Give again, word for word, every line below from the one that has "Put a marker on every instance of the tailgate, body" through the one that has "Target: front tire", both included, and no others.

DATA SECTION:
****************

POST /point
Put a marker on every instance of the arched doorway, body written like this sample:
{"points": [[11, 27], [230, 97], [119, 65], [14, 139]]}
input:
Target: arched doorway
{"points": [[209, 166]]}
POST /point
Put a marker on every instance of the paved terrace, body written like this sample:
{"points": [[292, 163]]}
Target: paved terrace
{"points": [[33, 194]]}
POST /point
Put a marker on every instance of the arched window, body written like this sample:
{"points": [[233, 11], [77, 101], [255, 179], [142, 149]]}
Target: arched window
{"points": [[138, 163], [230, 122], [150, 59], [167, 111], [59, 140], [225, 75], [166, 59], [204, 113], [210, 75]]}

****************

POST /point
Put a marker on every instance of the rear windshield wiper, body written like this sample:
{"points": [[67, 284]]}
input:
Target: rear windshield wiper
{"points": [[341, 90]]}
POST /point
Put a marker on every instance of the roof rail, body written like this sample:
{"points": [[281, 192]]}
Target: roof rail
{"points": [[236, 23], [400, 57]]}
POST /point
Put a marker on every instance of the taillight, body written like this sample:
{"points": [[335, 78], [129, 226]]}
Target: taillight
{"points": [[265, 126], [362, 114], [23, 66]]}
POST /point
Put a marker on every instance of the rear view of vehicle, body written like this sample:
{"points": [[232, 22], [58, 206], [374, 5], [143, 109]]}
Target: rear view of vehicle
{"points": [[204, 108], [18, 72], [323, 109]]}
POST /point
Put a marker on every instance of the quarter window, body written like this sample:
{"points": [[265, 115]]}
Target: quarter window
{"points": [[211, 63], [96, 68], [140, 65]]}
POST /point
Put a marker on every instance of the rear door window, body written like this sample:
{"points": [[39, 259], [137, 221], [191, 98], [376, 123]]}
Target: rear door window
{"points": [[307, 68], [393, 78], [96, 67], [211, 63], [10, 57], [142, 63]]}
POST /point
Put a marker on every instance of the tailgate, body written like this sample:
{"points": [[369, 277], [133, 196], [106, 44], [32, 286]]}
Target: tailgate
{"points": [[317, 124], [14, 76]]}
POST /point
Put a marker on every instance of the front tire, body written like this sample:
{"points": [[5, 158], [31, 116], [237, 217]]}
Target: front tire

****************

SOLUTION TO THE EXERCISE:
Put a marker on every instance of the tailgate, body written like this sample:
{"points": [[369, 277], [133, 196], [106, 44], [32, 286]]}
Target: tailgate
{"points": [[317, 124], [14, 76]]}
POST /point
Put a marker on every instance of the front tire, body written like this sample:
{"points": [[5, 158], [31, 116], [237, 217]]}
Target: front tire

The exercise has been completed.